**TEXT FOR ANALYSIS**
Price retreat from unsustainable levels is underway
NZ house prices rose 46% between May 2020 and December last year. The increase occurred at a time when there had been extensive debate and concern about a shortage of housing in New Zealand. This resulted from a doubling of the population growth rate between 2015 and 2019 and a housing stock struggling to grow after falling to the weakest production levels in decades after the Global Financial Crisis.
These factors and massive monetary policy easing contributed to a surge in FOMO – fear of missing out – and it is the feeding frenzy of those not wanting to miss the boat which pushed prices to extreme levels.
As we now have evidence of prices falling 1.5% in December and 1.1% in January, thoughts naturally turn to how far prices will decline. But there are so many unpredictable factors in play and buyers and sellers need to be wary of trying to pick market timing. Instead one needs to remain strongly focussed on long-term housing requirements and desires.
First, we do not know to what extent prices were pushed to unsustainable levels simply because of a pyramid-scheme type of mentality in play for a while. FOMO has already disappeared in most regions, and we have entered a buyer’s market. But did prices get pushed 10% above reality by the frenzy, 20% or even 25%? We don’t know.
Second, the Omicron wave of Covid-19 infections is sweeping through New Zealand and we are beginning to envisage a staged return to “normal” with the virus endemic to the population. How quickly will we switch our spending focus back to offshore travel and away from for instance buying one’s first home?

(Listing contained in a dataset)
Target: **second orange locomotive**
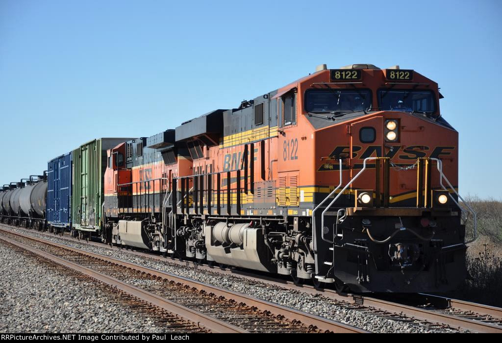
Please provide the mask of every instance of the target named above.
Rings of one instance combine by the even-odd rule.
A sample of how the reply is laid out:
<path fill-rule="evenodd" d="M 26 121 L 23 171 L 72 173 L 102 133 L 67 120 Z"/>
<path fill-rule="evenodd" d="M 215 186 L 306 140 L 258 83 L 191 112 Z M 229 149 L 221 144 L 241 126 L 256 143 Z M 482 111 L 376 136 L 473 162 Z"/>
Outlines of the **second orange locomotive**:
<path fill-rule="evenodd" d="M 103 237 L 340 290 L 454 289 L 466 275 L 458 134 L 441 97 L 413 70 L 321 66 L 119 144 Z"/>

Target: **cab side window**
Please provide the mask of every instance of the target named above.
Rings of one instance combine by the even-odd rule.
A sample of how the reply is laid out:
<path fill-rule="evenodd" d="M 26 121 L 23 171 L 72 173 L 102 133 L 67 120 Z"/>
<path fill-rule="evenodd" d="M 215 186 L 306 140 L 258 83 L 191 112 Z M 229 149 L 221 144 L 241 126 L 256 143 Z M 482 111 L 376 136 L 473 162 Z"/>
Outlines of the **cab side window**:
<path fill-rule="evenodd" d="M 283 125 L 296 123 L 296 99 L 295 93 L 286 95 L 283 98 Z"/>
<path fill-rule="evenodd" d="M 124 155 L 119 152 L 117 154 L 117 166 L 123 166 Z"/>

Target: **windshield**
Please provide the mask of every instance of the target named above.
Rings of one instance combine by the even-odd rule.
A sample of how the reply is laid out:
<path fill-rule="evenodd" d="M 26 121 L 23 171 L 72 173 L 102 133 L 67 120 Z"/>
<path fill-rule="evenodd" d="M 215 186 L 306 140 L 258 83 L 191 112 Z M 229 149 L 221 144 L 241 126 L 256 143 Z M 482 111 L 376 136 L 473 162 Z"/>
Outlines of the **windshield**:
<path fill-rule="evenodd" d="M 422 112 L 436 110 L 434 96 L 431 91 L 382 89 L 379 91 L 379 106 L 383 110 Z"/>
<path fill-rule="evenodd" d="M 371 107 L 368 89 L 308 89 L 305 92 L 307 112 L 351 112 Z"/>

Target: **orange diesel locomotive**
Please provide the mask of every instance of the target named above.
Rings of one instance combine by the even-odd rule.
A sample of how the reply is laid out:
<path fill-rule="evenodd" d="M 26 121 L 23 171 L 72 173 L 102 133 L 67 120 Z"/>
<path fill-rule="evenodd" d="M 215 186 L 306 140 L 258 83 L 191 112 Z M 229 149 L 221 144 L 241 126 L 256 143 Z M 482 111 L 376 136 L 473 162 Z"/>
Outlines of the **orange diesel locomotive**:
<path fill-rule="evenodd" d="M 465 277 L 458 134 L 411 70 L 316 72 L 108 151 L 108 242 L 360 292 Z"/>

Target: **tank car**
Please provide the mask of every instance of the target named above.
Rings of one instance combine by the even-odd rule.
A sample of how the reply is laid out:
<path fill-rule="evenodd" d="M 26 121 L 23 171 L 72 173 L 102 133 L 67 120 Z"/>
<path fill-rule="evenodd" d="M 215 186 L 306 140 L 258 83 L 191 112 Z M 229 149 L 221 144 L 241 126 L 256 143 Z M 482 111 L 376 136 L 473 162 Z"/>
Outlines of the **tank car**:
<path fill-rule="evenodd" d="M 103 239 L 340 290 L 454 289 L 466 246 L 441 97 L 416 71 L 321 66 L 117 145 Z"/>
<path fill-rule="evenodd" d="M 37 229 L 45 227 L 46 175 L 30 176 L 4 185 L 2 198 L 3 223 Z"/>

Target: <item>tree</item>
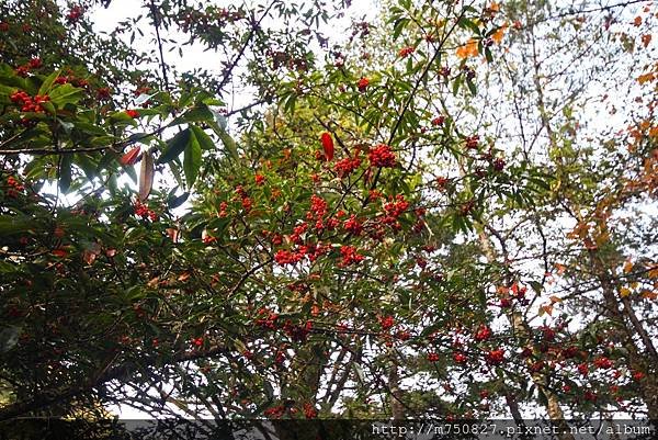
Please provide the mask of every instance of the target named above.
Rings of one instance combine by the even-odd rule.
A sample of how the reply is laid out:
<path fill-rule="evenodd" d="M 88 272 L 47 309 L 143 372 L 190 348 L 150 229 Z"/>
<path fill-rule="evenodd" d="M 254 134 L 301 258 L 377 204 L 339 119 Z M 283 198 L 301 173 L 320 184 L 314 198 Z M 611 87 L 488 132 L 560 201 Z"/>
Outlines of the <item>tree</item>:
<path fill-rule="evenodd" d="M 588 106 L 654 95 L 650 10 L 617 46 L 636 2 L 400 0 L 329 46 L 348 4 L 145 1 L 102 35 L 33 3 L 0 27 L 0 419 L 655 415 L 651 224 L 614 229 L 656 195 L 654 106 Z"/>

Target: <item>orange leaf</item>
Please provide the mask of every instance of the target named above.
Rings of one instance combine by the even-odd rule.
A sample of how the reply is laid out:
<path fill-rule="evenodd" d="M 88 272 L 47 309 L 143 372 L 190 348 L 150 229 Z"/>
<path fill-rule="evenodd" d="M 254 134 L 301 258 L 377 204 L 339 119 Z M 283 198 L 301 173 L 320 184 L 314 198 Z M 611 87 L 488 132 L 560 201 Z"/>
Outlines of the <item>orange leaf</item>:
<path fill-rule="evenodd" d="M 325 157 L 327 160 L 333 160 L 333 139 L 331 135 L 327 132 L 322 133 L 322 149 L 325 150 Z"/>
<path fill-rule="evenodd" d="M 466 43 L 463 46 L 457 47 L 457 49 L 455 50 L 455 54 L 460 58 L 476 57 L 479 54 L 479 52 L 477 49 L 477 41 L 474 38 L 470 38 L 468 41 L 468 43 Z"/>
<path fill-rule="evenodd" d="M 503 24 L 498 31 L 494 32 L 494 34 L 491 34 L 491 40 L 494 40 L 494 42 L 496 42 L 497 44 L 500 44 L 500 42 L 502 42 L 502 37 L 504 36 L 506 30 L 507 23 Z"/>
<path fill-rule="evenodd" d="M 169 238 L 171 238 L 171 241 L 178 242 L 179 229 L 175 229 L 173 227 L 168 227 L 166 230 L 167 230 L 167 236 Z"/>
<path fill-rule="evenodd" d="M 655 78 L 654 72 L 650 71 L 648 74 L 644 74 L 644 75 L 640 75 L 639 77 L 637 77 L 637 82 L 639 82 L 640 84 L 644 84 L 645 82 L 653 81 L 654 78 Z"/>
<path fill-rule="evenodd" d="M 64 248 L 59 248 L 59 249 L 55 249 L 53 250 L 53 253 L 55 257 L 59 257 L 59 258 L 64 258 L 68 255 L 68 251 Z"/>
<path fill-rule="evenodd" d="M 642 36 L 642 44 L 647 47 L 651 43 L 651 34 L 645 34 Z"/>
<path fill-rule="evenodd" d="M 139 201 L 144 202 L 154 187 L 154 157 L 150 151 L 144 154 L 139 170 Z"/>
<path fill-rule="evenodd" d="M 123 166 L 135 165 L 137 163 L 137 158 L 139 157 L 140 151 L 141 149 L 139 147 L 135 147 L 125 155 L 123 155 L 118 161 Z"/>

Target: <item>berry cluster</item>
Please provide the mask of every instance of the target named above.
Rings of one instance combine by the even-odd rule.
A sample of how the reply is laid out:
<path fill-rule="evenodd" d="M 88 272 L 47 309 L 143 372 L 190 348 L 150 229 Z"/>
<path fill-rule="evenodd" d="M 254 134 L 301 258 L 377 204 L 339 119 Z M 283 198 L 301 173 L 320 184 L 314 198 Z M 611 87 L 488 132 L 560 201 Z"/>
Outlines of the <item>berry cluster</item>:
<path fill-rule="evenodd" d="M 82 78 L 76 78 L 75 75 L 72 75 L 71 71 L 69 71 L 69 75 L 63 75 L 60 77 L 55 78 L 55 83 L 56 84 L 72 84 L 75 87 L 87 87 L 89 86 L 89 81 Z M 101 89 L 99 89 L 100 91 Z M 109 90 L 109 89 L 107 89 Z"/>
<path fill-rule="evenodd" d="M 367 87 L 370 86 L 370 80 L 365 77 L 362 77 L 358 82 L 356 82 L 356 87 L 359 88 L 360 92 L 364 92 L 365 89 L 367 89 Z"/>
<path fill-rule="evenodd" d="M 392 226 L 394 229 L 398 230 L 401 226 L 398 222 L 398 217 L 402 215 L 409 208 L 409 202 L 405 200 L 405 196 L 401 194 L 396 195 L 396 198 L 384 204 L 384 217 L 382 218 L 382 223 L 385 225 Z"/>
<path fill-rule="evenodd" d="M 44 102 L 50 101 L 50 97 L 47 94 L 37 94 L 32 98 L 24 91 L 15 91 L 10 97 L 11 101 L 21 106 L 22 112 L 34 112 L 34 113 L 43 113 L 44 109 L 42 104 Z"/>
<path fill-rule="evenodd" d="M 396 166 L 396 158 L 388 145 L 379 144 L 371 148 L 367 158 L 373 167 L 393 168 Z"/>
<path fill-rule="evenodd" d="M 481 325 L 475 332 L 475 340 L 478 342 L 485 341 L 491 337 L 491 329 Z"/>
<path fill-rule="evenodd" d="M 504 360 L 504 350 L 499 348 L 489 351 L 486 356 L 486 360 L 489 365 L 499 365 Z"/>
<path fill-rule="evenodd" d="M 361 158 L 359 157 L 345 157 L 344 159 L 339 160 L 333 166 L 333 171 L 338 173 L 338 176 L 342 179 L 344 177 L 350 176 L 356 168 L 361 166 Z"/>
<path fill-rule="evenodd" d="M 339 267 L 344 268 L 350 264 L 360 263 L 363 261 L 364 257 L 356 252 L 356 248 L 354 246 L 342 246 L 340 248 L 340 255 L 342 257 L 341 262 L 338 263 Z"/>
<path fill-rule="evenodd" d="M 9 198 L 15 198 L 19 195 L 19 192 L 23 191 L 25 187 L 19 183 L 12 176 L 7 178 L 7 185 L 9 189 L 7 190 L 7 195 Z"/>
<path fill-rule="evenodd" d="M 398 53 L 398 55 L 400 56 L 400 58 L 406 58 L 409 55 L 413 54 L 413 50 L 416 50 L 416 47 L 413 47 L 413 46 L 402 47 L 400 49 L 400 52 Z"/>
<path fill-rule="evenodd" d="M 16 67 L 15 71 L 16 71 L 16 75 L 19 77 L 25 78 L 30 74 L 30 70 L 32 70 L 32 69 L 38 69 L 43 65 L 44 64 L 42 63 L 41 58 L 32 58 L 26 64 Z"/>
<path fill-rule="evenodd" d="M 82 12 L 84 12 L 83 9 L 76 4 L 66 14 L 66 20 L 71 24 L 76 23 L 78 20 L 80 20 L 80 16 L 82 16 Z"/>
<path fill-rule="evenodd" d="M 293 324 L 290 319 L 286 319 L 283 325 L 283 331 L 294 341 L 304 343 L 308 339 L 308 334 L 313 329 L 313 323 L 307 320 L 303 326 Z"/>
<path fill-rule="evenodd" d="M 598 369 L 608 370 L 612 368 L 612 361 L 604 356 L 594 359 L 594 366 Z"/>
<path fill-rule="evenodd" d="M 466 148 L 477 149 L 479 147 L 479 136 L 474 135 L 466 138 Z"/>
<path fill-rule="evenodd" d="M 348 218 L 343 223 L 343 228 L 348 233 L 350 233 L 350 234 L 352 234 L 354 236 L 359 236 L 363 232 L 363 224 L 359 221 L 359 218 L 356 218 L 356 216 L 354 214 L 352 214 L 350 216 L 350 218 Z"/>
<path fill-rule="evenodd" d="M 295 264 L 295 263 L 298 263 L 299 261 L 302 261 L 303 259 L 304 259 L 303 253 L 292 252 L 286 249 L 280 249 L 276 251 L 276 253 L 274 253 L 274 261 L 276 261 L 276 263 L 280 266 Z"/>
<path fill-rule="evenodd" d="M 260 317 L 256 319 L 253 324 L 269 330 L 276 329 L 276 320 L 279 319 L 279 314 L 262 307 L 258 311 L 258 316 Z"/>
<path fill-rule="evenodd" d="M 158 214 L 156 214 L 155 211 L 149 210 L 147 205 L 139 202 L 138 200 L 135 201 L 135 215 L 137 215 L 138 217 L 141 217 L 141 218 L 148 217 L 148 218 L 150 218 L 151 222 L 155 222 L 158 219 Z"/>
<path fill-rule="evenodd" d="M 440 125 L 443 125 L 444 122 L 445 122 L 445 116 L 439 115 L 432 120 L 432 125 L 438 127 Z"/>

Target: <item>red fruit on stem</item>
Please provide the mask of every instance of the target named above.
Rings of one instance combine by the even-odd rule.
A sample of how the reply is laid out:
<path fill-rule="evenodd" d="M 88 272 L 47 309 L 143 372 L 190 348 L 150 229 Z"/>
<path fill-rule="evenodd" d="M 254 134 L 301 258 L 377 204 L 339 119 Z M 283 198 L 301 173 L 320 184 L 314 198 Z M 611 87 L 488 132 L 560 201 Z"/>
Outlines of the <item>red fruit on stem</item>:
<path fill-rule="evenodd" d="M 322 133 L 321 140 L 327 161 L 333 160 L 333 139 L 331 138 L 331 135 L 327 132 Z"/>
<path fill-rule="evenodd" d="M 137 162 L 137 158 L 139 157 L 140 151 L 141 151 L 141 148 L 135 147 L 132 150 L 129 150 L 128 153 L 126 153 L 125 155 L 123 155 L 118 161 L 123 166 L 135 165 Z"/>

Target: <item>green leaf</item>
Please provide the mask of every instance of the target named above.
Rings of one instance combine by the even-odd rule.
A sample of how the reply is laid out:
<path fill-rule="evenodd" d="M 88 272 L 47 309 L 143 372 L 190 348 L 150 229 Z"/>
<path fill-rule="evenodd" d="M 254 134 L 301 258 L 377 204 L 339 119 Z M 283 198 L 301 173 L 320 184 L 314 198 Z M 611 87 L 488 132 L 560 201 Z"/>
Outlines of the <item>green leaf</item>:
<path fill-rule="evenodd" d="M 468 86 L 468 90 L 470 90 L 470 94 L 473 94 L 474 97 L 477 94 L 477 88 L 475 87 L 475 83 L 472 80 L 466 80 L 466 86 Z"/>
<path fill-rule="evenodd" d="M 192 188 L 196 177 L 198 176 L 198 169 L 201 168 L 201 145 L 198 144 L 194 133 L 190 133 L 190 142 L 188 143 L 185 156 L 183 158 L 183 172 L 185 173 L 188 188 Z"/>
<path fill-rule="evenodd" d="M 36 225 L 25 216 L 0 215 L 0 235 L 13 235 L 25 233 Z"/>
<path fill-rule="evenodd" d="M 42 82 L 41 87 L 38 88 L 37 94 L 46 94 L 48 91 L 50 91 L 50 88 L 53 87 L 53 83 L 55 82 L 57 77 L 59 77 L 59 70 L 55 70 L 53 74 L 48 75 L 48 77 L 44 80 L 44 82 Z"/>
<path fill-rule="evenodd" d="M 167 140 L 167 148 L 162 155 L 158 158 L 157 163 L 167 163 L 178 158 L 181 153 L 185 149 L 190 143 L 191 132 L 190 128 L 185 128 L 179 132 L 171 139 Z"/>
<path fill-rule="evenodd" d="M 154 187 L 154 156 L 150 151 L 141 155 L 141 167 L 139 169 L 139 200 L 145 201 Z"/>
<path fill-rule="evenodd" d="M 179 196 L 170 196 L 167 200 L 167 206 L 169 206 L 170 210 L 173 210 L 175 207 L 179 207 L 180 205 L 182 205 L 183 203 L 185 203 L 185 201 L 188 200 L 188 198 L 190 196 L 189 192 L 184 192 Z"/>
<path fill-rule="evenodd" d="M 71 165 L 73 155 L 61 155 L 59 161 L 59 190 L 66 193 L 71 187 Z"/>
<path fill-rule="evenodd" d="M 211 136 L 208 136 L 202 128 L 197 127 L 196 125 L 190 125 L 190 129 L 194 134 L 194 137 L 196 137 L 198 145 L 201 145 L 201 149 L 215 149 L 215 143 L 213 142 L 213 139 L 211 139 Z"/>
<path fill-rule="evenodd" d="M 49 93 L 50 102 L 57 104 L 58 106 L 64 106 L 65 104 L 76 104 L 83 95 L 83 90 L 78 89 L 71 84 L 61 84 L 53 89 Z"/>
<path fill-rule="evenodd" d="M 230 135 L 228 133 L 226 133 L 225 131 L 220 131 L 218 133 L 219 139 L 222 139 L 222 143 L 224 143 L 224 146 L 226 147 L 226 149 L 228 150 L 228 153 L 230 154 L 230 156 L 234 159 L 238 159 L 238 148 L 236 145 L 236 142 L 234 140 L 232 137 L 230 137 Z"/>

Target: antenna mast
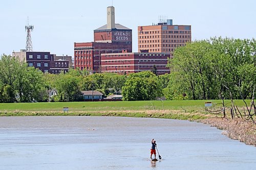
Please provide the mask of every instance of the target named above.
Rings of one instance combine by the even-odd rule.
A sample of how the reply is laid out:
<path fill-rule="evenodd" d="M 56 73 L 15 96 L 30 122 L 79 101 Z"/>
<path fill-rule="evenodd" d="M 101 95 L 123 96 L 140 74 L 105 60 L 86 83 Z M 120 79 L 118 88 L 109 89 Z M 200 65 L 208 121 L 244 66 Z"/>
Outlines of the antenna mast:
<path fill-rule="evenodd" d="M 33 52 L 33 47 L 32 45 L 31 31 L 34 29 L 34 26 L 29 26 L 29 17 L 28 17 L 28 26 L 25 26 L 25 30 L 27 31 L 27 43 L 26 44 L 26 51 Z"/>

**WORK INSTRUCTION 1**
Rewrite the stretch of the article on New Zealand house prices from "As we now have" through "requirements and desires.", replacing "wary" with "cautious".
**WORK INSTRUCTION 2**
Continue the article on New Zealand house prices from the point where it stops.
The listing is separate material and has nothing to do with the article on New Zealand house prices.

**WRITTEN REPLY 1**
As we now have evidence of prices falling 1.5% in December and 1.1% in January, thoughts naturally turn to how far prices will decline. But there are so many unpredictable factors in play and buyers and sellers need to be cautious of trying to pick market timing. Instead one needs to remain strongly focussed on long-term housing requirements and desires.

**WRITTEN REPLY 2**
Third, many older people used the pandemic as a trigger to retire early to some preferred locations around New Zealand such as Northland and Hawke’s Bay. Others have chosen to downsize earlier than planned. Have these accelerated plans ended and does that mean there is now an unusual decline coming in the usual internal migration to some of our regions?
Fourth, opening of the borders is widely expected to bring a wave of Kiwis back to New Zealand. But what about the high tendency for us Kiwis to go overseas when labour markets are strong offshore and the fact that demand for our employ in Australia particularly now is the highest it has been in decades? The risk is we see net outflows of people from New Zealand but how much and the extent to which people focus on that is impossible to know.
There are other factors. But the upshot is that if house buyers or sellers base their plans on predictions of what prices might do over the coming 12-24 months, they could easily make some costly mistakes. Buyers anticipating large declines may hold off. But if falls are limited to 5% - 10% and they expect more they may miss out on making a purchase when the range of properties available for purchase is about to reach the best levels in a decade.
Sellers believing an influx of migrants and rising construction costs will see prices rising again soon may remain stuck in a property no longer meeting their requirements for a long time.
The upshot is this. Over the decades very few people have ever said they are better off now because they delayed making their property purchase. Very few sellers have ever said they dodged a bullet by offloading quickly and avoiding price declines. All those who kept an eye on what is best for them and their families made a decision with a long-term focus that historically has made all price fluctuations around the upward trend get lost in the wash. Such will eventually be the case for the correction underway currently. For the record, my current best pick is prices decline 5% - 10% on average.